### EXERCISE BRIEF:
Could you reproduce the lines below word for word, leaving the pictures out of your answer?

### INPUT ROWS:
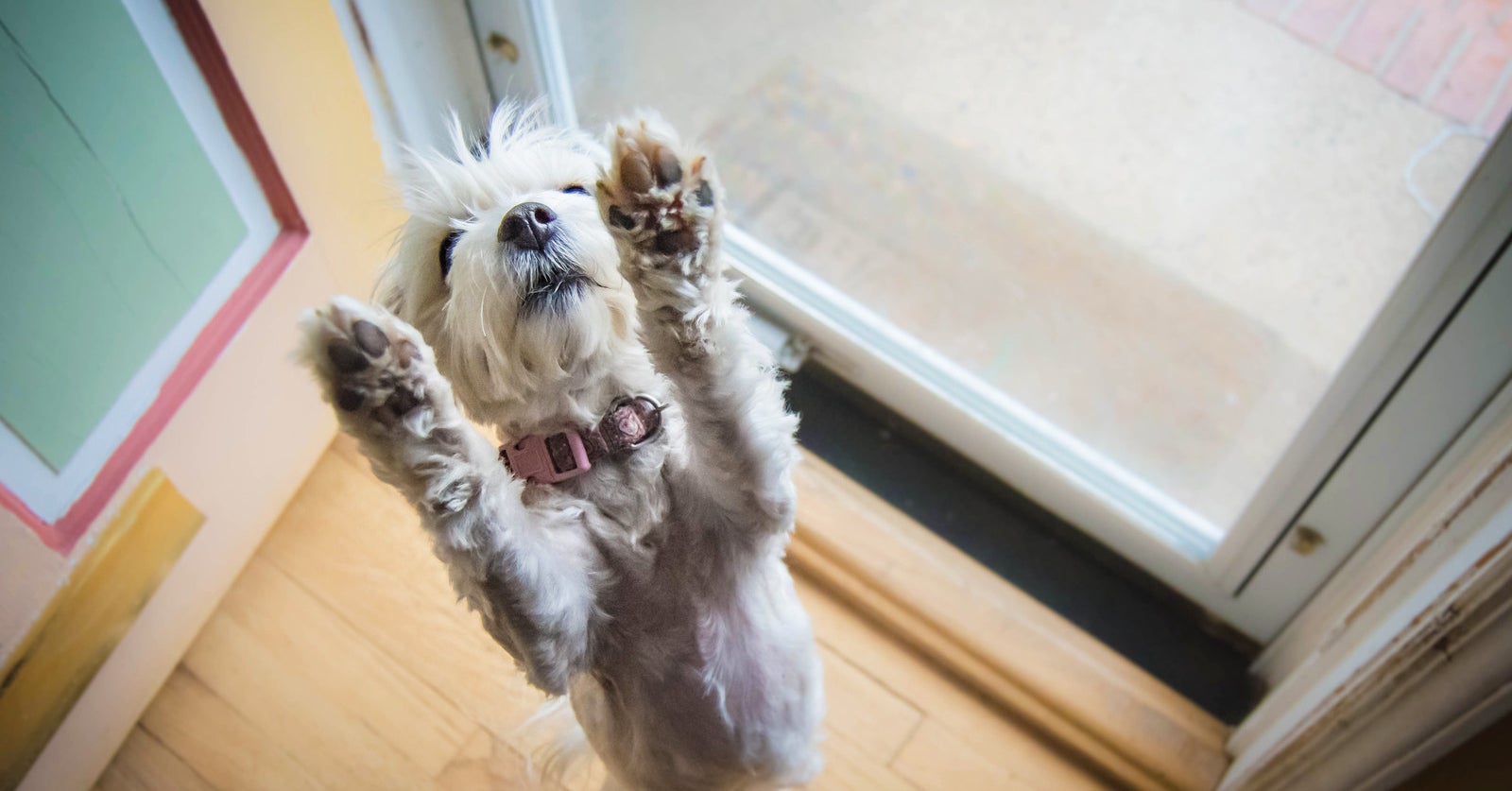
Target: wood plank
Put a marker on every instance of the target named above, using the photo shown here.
(935, 756)
(363, 684)
(866, 713)
(146, 764)
(359, 548)
(218, 743)
(484, 763)
(292, 710)
(88, 616)
(850, 767)
(340, 660)
(982, 730)
(1073, 690)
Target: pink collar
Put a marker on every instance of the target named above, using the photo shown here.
(631, 422)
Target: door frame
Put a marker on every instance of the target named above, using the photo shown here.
(1030, 454)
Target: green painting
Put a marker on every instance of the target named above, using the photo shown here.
(112, 219)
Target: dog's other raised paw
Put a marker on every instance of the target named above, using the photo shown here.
(372, 368)
(660, 198)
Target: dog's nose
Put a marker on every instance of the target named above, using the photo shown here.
(528, 226)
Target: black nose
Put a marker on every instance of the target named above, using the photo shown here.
(528, 226)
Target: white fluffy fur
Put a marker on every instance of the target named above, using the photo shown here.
(652, 589)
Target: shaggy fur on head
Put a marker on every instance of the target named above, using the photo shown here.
(541, 279)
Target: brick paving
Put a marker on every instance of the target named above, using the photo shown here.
(1452, 57)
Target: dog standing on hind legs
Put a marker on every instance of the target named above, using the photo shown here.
(627, 552)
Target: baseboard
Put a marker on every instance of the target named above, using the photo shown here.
(1092, 703)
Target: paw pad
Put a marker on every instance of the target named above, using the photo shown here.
(658, 197)
(370, 367)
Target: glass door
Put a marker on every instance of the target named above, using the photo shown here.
(1156, 264)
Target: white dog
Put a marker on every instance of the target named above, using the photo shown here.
(627, 548)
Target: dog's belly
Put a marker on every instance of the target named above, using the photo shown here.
(730, 699)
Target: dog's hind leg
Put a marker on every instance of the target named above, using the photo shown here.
(528, 571)
(664, 204)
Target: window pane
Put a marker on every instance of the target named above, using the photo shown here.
(1159, 224)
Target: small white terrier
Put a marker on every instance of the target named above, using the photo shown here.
(627, 549)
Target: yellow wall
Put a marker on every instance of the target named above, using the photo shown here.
(244, 440)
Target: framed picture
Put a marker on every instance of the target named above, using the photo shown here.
(144, 219)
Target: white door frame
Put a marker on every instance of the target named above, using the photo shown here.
(1007, 438)
(1410, 650)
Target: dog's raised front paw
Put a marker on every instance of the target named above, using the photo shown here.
(372, 368)
(660, 198)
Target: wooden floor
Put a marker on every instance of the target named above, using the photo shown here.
(342, 660)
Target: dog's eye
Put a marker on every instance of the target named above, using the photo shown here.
(446, 251)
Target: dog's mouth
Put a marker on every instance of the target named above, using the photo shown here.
(556, 287)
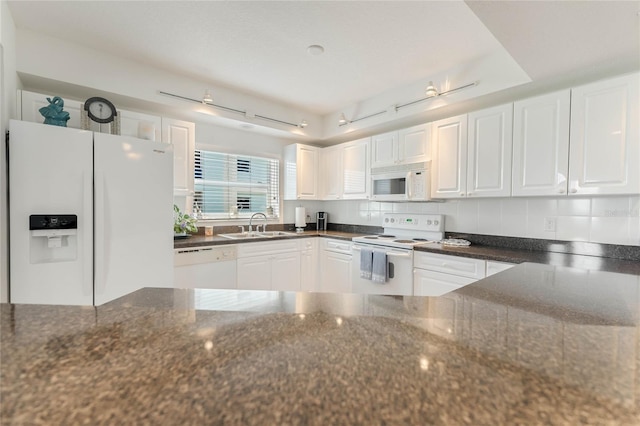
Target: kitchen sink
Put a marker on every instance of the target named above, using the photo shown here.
(249, 235)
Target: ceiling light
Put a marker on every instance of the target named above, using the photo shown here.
(207, 98)
(315, 50)
(431, 90)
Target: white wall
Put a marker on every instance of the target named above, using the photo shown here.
(77, 66)
(8, 86)
(610, 220)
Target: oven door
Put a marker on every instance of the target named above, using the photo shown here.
(399, 272)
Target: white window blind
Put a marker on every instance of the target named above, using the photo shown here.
(229, 186)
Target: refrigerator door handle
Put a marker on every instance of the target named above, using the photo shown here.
(87, 234)
(101, 242)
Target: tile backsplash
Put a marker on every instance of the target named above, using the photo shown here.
(609, 220)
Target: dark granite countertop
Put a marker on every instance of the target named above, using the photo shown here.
(536, 344)
(202, 240)
(547, 257)
(590, 256)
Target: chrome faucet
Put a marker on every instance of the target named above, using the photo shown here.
(264, 227)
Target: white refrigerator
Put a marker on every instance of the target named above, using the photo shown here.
(90, 215)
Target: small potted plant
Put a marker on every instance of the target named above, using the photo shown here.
(183, 224)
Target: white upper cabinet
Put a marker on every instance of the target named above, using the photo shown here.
(331, 172)
(181, 134)
(384, 149)
(411, 145)
(541, 145)
(355, 169)
(449, 163)
(344, 171)
(414, 144)
(489, 152)
(605, 137)
(301, 172)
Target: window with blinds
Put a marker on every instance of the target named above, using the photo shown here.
(229, 186)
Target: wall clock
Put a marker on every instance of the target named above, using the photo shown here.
(102, 111)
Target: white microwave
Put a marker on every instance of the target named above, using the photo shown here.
(408, 182)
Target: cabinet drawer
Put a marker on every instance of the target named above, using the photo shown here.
(462, 266)
(337, 246)
(494, 267)
(434, 284)
(257, 249)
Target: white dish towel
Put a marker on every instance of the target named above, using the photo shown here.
(379, 269)
(366, 263)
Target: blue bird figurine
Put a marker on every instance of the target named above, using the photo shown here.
(53, 113)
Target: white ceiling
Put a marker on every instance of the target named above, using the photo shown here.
(259, 47)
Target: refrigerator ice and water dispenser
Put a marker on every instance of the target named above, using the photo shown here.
(53, 238)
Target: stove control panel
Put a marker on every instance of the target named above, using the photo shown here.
(418, 222)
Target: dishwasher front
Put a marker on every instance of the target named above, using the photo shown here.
(205, 267)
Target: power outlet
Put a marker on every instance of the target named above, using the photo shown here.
(550, 224)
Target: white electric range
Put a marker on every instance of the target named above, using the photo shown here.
(402, 232)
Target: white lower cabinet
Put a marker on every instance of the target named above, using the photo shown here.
(335, 266)
(308, 264)
(433, 284)
(205, 267)
(269, 266)
(438, 274)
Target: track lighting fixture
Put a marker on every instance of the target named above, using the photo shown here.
(207, 99)
(431, 90)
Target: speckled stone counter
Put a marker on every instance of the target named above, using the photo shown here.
(536, 344)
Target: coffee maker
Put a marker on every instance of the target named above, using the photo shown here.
(322, 219)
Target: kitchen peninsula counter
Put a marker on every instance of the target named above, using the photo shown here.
(536, 344)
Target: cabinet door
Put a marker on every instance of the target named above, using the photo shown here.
(336, 273)
(254, 273)
(355, 169)
(450, 158)
(541, 145)
(384, 149)
(605, 137)
(181, 135)
(307, 172)
(414, 144)
(143, 126)
(489, 152)
(331, 173)
(285, 272)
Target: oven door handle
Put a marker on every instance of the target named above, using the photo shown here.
(390, 253)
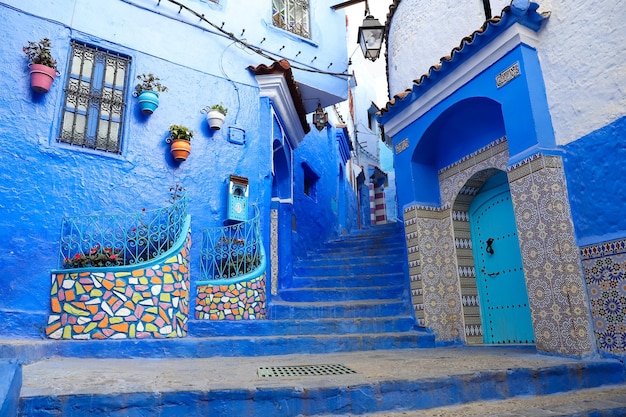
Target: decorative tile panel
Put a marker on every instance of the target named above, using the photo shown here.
(556, 291)
(440, 281)
(238, 301)
(604, 266)
(145, 302)
(274, 251)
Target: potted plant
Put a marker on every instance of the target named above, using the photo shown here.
(215, 116)
(180, 139)
(43, 68)
(147, 91)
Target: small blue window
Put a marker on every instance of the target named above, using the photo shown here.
(95, 99)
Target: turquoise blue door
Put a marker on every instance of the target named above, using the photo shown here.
(502, 289)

### CORRECT ANSWER:
Target: wood plank
Put a marker on every instance of the target named above, using the photo shown here.
(935, 756)
(363, 684)
(866, 713)
(146, 764)
(359, 548)
(218, 743)
(484, 763)
(292, 710)
(88, 616)
(850, 767)
(340, 660)
(982, 730)
(1073, 690)
Target: pink collar
Put a marker on every instance of the target named above, using the photo shown here.
(631, 422)
Target: door frame
Put a marker on every instance of the target named above, using the photo shown here.
(1030, 454)
Target: green painting
Put a marker on every instance of the target named above, using the photo shown here.
(112, 219)
Target: dog's other raised paw
Put a marker on every instance of the target named above, using the photo shown here.
(372, 368)
(660, 198)
Target: dog's nose
Put a marker on every instance of the target named above, using the photo shown here.
(528, 226)
Target: black nose
Put a marker on every instance of the target named above, using the photo shown here.
(528, 226)
Target: white fluffy fur
Put a marker on every instance of the target named above, using the photo shown here.
(652, 589)
Target: shaggy fur on head
Put a marker on every instance of the target named above, using the photo shown here.
(541, 279)
Target: brick paving
Put a marker on every instance of the target named above, using the photo shown here.
(1452, 57)
Target: dog standing on hind legs
Put a marker on every instance of the target named above, using the photo shown here.
(627, 552)
Target: baseboard
Put a marker on every instance of the target named above, using the photo shown here.
(1092, 703)
Target: paw pad
Put a marker on every instance of the target named above, using the photo shown here.
(658, 197)
(370, 367)
Target: glass door
Put a marker on every instance of the target named above, using the photo shown here.
(1156, 264)
Target: white dog
Put a marker on every instance of the target named above, using the photo shown here.
(627, 548)
Target: dog's belly
Put a marker on every instance of the target named above, using the photo shown here.
(730, 699)
Target: dog's hind leg
Put a marker on every instance of the target named above, using the photo shown here.
(528, 571)
(664, 204)
Target: window pane
Put a marker on every instance of the target named above, using the photo shown here.
(1159, 224)
Target: small white terrier
Put a marker on every instance of the target named above, using the photo shown here.
(627, 549)
Target: yellow wall
Put a marker on every instance of the target named above, using the photo shown here.
(244, 440)
Target: framed picture
Put a marker on every instance of the target named above, using the photo shown here.
(144, 219)
Target: white door frame
Put a marker on every instance of the target named above, using the photo shown here.
(1007, 438)
(1410, 650)
Target: dog's raised front paw
Put a marker on every instance of the target named above, using the photo shown here.
(372, 368)
(660, 198)
Target: wooden floor
Put a marker on every instance of the target named above, using the photo shown here.
(342, 660)
Target: dog's eye
Put a marker on every instance of the target named above, using the photo shown here.
(446, 251)
Target: dog's mouth
Put a marker on every instance of the target named above, using the photo shown here.
(556, 287)
Target: kitchen sink
Put a marker on every instance of the target named above, using the photo shown here.
(249, 235)
Target: ceiling light
Put a marker on every instance of the target named above, using the photo shown here.
(207, 98)
(315, 50)
(431, 90)
Target: white wall
Put a marker on every instance of the target named above, using the photo shown here.
(77, 66)
(8, 86)
(610, 220)
Target: oven door
Put a marker on every instance of the target named above, using the photo shown here.
(399, 272)
Target: white window blind
Put a marker on every instance of the target named above, using the photo shown here.
(229, 186)
Target: refrigerator door handle
Put a marker on every instance of the target named above, using the photo shown here.
(87, 234)
(101, 242)
Target: tile backsplash
Put a marker on every instance of the target named above, using the photo shown here.
(609, 220)
Target: dark granite countertop
Put a marker on every instance of the target named above, using the photo shown here.
(536, 344)
(202, 240)
(547, 257)
(590, 256)
Target: chrome faucet
Put a marker on every instance of the target named above, using the photo shown here.
(264, 227)
Target: white refrigerator
Put a marker on every instance of the target named above, using the photo shown here.
(90, 215)
Target: small potted plant
Put a marker on every instance of the target named above, using the photo shown here.
(183, 224)
Target: white upper cabinet
Put a marker on every instance of the target named above, using the photo shown here.
(331, 172)
(181, 134)
(384, 149)
(411, 145)
(541, 145)
(355, 169)
(449, 163)
(344, 171)
(414, 144)
(489, 152)
(605, 137)
(301, 172)
Target: window with blinds
Put a marker on every instance of the target named above, using the photo shown here.
(229, 186)
Target: wall clock
Put a marker on every instance of the target named above, using the photo shown here.
(102, 111)
Target: white microwave
Put a marker on every instance of the target named above, using the photo shown here.
(408, 182)
Target: cabinet drawer
Put a marker on every instance of the target named above, using the photo shown here.
(462, 266)
(337, 246)
(494, 267)
(434, 284)
(257, 249)
Target: white dish towel
Put a marker on every instance of the target named above, using the photo shown here.
(379, 269)
(366, 263)
Target: blue bird figurine
Put a marker on every instance of the target named above, using the photo shown here.
(53, 113)
Target: white ceiling
Put a marker on every instance of the target named above, using the photo shown here.
(259, 47)
Target: refrigerator ice and water dispenser
Put a marker on every instance of the target named above, using the photo shown here.
(53, 238)
Target: stove control panel
Put a marker on every instance of the target named above, using the photo shown here.
(418, 222)
Target: dishwasher front
Put a marker on every instance of the target named above, using the photo shown here.
(205, 267)
Target: power outlet
Put a marker on every instance of the target named above, using the photo shown here.
(550, 224)
Target: white electric range
Put a marker on every instance of the target named above, using the photo shown here.
(402, 232)
Target: white lower cabinet
Put a marker on every instance of the target named above, using the photo shown here.
(335, 266)
(308, 264)
(433, 284)
(205, 267)
(269, 266)
(438, 274)
Target: track lighting fixture
Put a marker on every instance of the target named above, using the photo shown here.
(207, 99)
(431, 90)
Target: speckled stone counter
Put a marker on every instance of the target named above, using the photo shown here.
(536, 344)
Target: coffee maker
Put a marker on every instance of the target named above, using the photo shown here.
(322, 219)
Target: kitchen peninsula counter
Put a marker on every instance of the target named above, using the photo shown here.
(536, 344)
Target: cabinet door
Put a marker on every instance of the target named above, using the photo shown here.
(336, 273)
(254, 273)
(355, 169)
(450, 158)
(541, 145)
(384, 149)
(605, 137)
(181, 135)
(307, 172)
(414, 144)
(143, 126)
(489, 152)
(331, 173)
(285, 272)
Target: oven door handle
Put a marker on every instance of the target named above, using the photo shown here.
(390, 253)
Target: decorative tile panel
Put a marker on every instance of the target named above, using the photo shown here.
(556, 291)
(440, 281)
(238, 301)
(604, 266)
(145, 302)
(274, 251)
Target: potted plant
Put a marker on every instance of the target named above, using the photo shown here.
(215, 116)
(180, 139)
(43, 68)
(147, 91)
Target: small blue window
Put a marker on every instance of the target named above, using the photo shown here.
(95, 99)
Target: turquoise blue door
Put a marker on every instance of the target named above, using the photo shown here.
(502, 289)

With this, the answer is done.